Bayangkanlah, ketika kalimat ini diucapkan secara berulang-ulang kepada seseorang tanpa disadari, kita sudah memupuk dan memelihara hubungan toxic. Kita membuat titik-titik yang nantinya dihubungkan menjadi hubungan toxic dalam membangun relasi dengan orang lain. Dampaknya adalah kita menemukan pribadi yang penakut, pemalu, tidak bisa mengambil inisiatif bahkan mudah lepas kendali atau tidak terkontrol, dll.
Di sini saya mencoba mengangkat dua contoh kasus. Kasus yang pertama: seorang ibu berusia 60 tahun, mengalami kekerasan fisik maupun verbal pada usia 12 tahun. Kejadian itu diingat sangat detail, yakni sekitar tahun 1982. Apabila dihubungkan sampai tahun 2020, maka sekitar 38 tahun ia menyimpang benih kepahitan. Bilamana saat itu, ia dituduh berselingkuh dengan bapak angkatnya oleh ibu angkatnya. Akibat dari tuduhan itulah, ia dipukul, di tendang dan dicaci-maki. Sudah pasti luka tersebut dibawa sampai ia menikah dan memiliki anak. Tanpa disadari anaknya juga meneruskan hal yang sama, mengeluarkan kata-kata yang serupa, misalnya anaknya sering menyangkali ayahnya, membuang pakaian ibunya bahkan mengatakan ibunya biadab.

• [Entri set data]:
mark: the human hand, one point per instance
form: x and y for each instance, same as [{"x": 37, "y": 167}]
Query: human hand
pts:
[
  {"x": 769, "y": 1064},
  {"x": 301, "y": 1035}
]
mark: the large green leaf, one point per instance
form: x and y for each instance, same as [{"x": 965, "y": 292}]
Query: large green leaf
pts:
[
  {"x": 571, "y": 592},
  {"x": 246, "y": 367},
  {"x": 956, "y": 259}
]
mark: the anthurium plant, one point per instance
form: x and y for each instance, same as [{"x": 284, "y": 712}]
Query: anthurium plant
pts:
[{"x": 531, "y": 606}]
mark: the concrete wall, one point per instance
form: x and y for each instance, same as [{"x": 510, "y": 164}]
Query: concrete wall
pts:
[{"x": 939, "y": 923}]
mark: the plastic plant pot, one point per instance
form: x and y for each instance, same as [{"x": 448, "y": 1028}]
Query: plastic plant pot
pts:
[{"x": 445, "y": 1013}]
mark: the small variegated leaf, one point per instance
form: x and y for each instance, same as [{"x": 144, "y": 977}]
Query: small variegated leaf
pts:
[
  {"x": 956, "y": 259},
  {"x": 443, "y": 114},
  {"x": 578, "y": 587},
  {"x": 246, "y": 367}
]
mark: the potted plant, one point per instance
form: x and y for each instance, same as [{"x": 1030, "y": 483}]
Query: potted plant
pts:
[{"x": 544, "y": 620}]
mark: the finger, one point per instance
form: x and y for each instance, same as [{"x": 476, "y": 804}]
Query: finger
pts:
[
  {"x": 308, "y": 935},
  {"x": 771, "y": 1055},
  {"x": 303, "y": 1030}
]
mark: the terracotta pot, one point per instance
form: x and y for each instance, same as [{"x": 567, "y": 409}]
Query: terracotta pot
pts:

• [DAFTAR TUGAS]:
1. Menurut teks tentang hubungan toxic, pada usia berapa ibu dalam kasus pertama mengalami kekerasan fisik maupun verbal?
2. Tolong salin persis bagian teks tentang hubungan toxic, mulai dari "Bayangkanlah, ketika kalimat" sampai "tidak terkontrol, dll.".

• [JAWABAN DI BAWAH]:
1. Pada usia 12 tahun.

2.
Bayangkanlah, ketika kalimat ini diucapkan secara berulang-ulang kepada seseorang tanpa disadari, kita sudah memupuk dan memelihara hubungan toxic. Kita membuat titik-titik yang nantinya dihubungkan menjadi hubungan toxic dalam membangun relasi dengan orang lain. Dampaknya adalah kita menemukan pribadi yang penakut, pemalu, tidak bisa mengambil inisiatif bahkan mudah lepas kendali atau tidak terkontrol, dll.